* **Goal of the exercise**
For the word "instance", count the lines in the records below that include it and give only that number.

* **Data for this exercise**
- - -

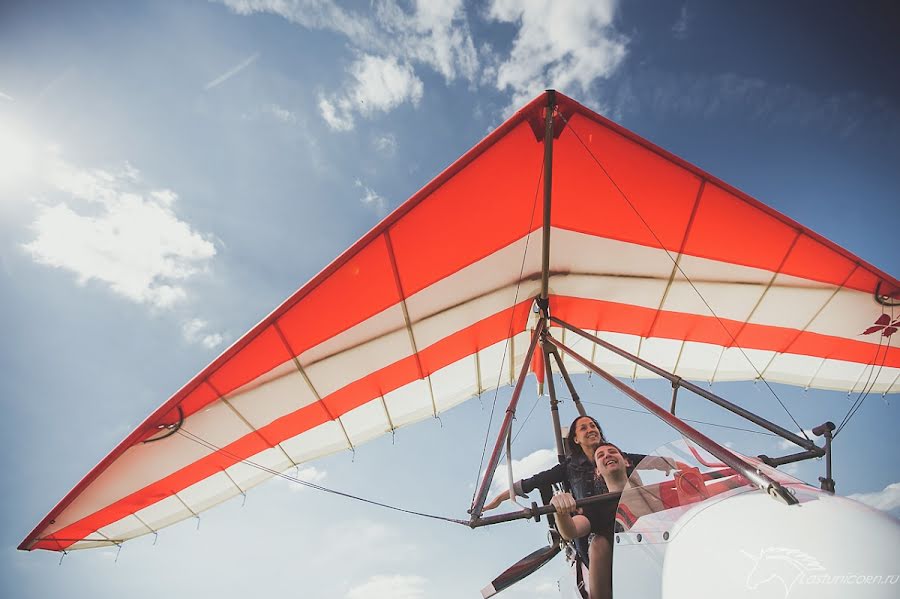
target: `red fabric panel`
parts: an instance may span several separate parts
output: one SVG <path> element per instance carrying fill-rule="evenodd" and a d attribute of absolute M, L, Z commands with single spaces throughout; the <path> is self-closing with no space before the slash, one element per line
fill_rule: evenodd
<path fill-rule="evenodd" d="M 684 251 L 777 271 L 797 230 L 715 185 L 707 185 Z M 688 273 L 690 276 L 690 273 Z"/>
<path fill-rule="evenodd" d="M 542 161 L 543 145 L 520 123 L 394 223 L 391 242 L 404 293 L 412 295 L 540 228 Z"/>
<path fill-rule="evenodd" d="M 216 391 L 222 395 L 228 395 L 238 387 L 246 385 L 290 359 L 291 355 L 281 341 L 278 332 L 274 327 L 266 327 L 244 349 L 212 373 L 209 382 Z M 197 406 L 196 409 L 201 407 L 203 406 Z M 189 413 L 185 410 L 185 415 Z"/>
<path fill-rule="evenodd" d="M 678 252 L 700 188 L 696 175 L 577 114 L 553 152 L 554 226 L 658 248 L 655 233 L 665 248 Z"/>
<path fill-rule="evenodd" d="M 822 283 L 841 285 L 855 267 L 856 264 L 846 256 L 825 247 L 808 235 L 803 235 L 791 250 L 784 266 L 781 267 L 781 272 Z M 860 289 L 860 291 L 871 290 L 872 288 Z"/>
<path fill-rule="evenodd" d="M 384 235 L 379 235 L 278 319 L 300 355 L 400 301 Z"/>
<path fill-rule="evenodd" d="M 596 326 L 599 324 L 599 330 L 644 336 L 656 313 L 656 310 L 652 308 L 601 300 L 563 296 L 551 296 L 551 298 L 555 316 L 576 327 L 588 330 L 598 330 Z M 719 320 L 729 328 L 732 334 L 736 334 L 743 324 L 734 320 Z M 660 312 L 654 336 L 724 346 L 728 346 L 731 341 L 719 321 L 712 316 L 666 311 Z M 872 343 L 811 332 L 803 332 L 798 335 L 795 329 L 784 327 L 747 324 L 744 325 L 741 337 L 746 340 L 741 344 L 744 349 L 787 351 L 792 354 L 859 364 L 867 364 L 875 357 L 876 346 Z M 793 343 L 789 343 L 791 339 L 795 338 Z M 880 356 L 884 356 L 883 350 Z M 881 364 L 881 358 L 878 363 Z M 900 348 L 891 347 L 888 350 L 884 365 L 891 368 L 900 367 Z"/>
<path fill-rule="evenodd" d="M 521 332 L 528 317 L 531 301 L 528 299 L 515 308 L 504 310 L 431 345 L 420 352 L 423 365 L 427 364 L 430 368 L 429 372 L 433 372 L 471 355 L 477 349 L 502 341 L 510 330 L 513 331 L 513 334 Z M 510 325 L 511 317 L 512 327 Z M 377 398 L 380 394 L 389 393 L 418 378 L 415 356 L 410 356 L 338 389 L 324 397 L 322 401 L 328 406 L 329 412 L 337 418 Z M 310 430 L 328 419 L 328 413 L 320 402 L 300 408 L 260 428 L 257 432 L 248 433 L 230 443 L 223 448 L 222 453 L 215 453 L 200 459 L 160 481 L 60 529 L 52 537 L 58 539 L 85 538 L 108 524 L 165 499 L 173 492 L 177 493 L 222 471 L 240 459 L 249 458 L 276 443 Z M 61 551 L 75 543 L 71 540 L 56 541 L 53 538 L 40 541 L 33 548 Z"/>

- - -

* **Reply to the task**
2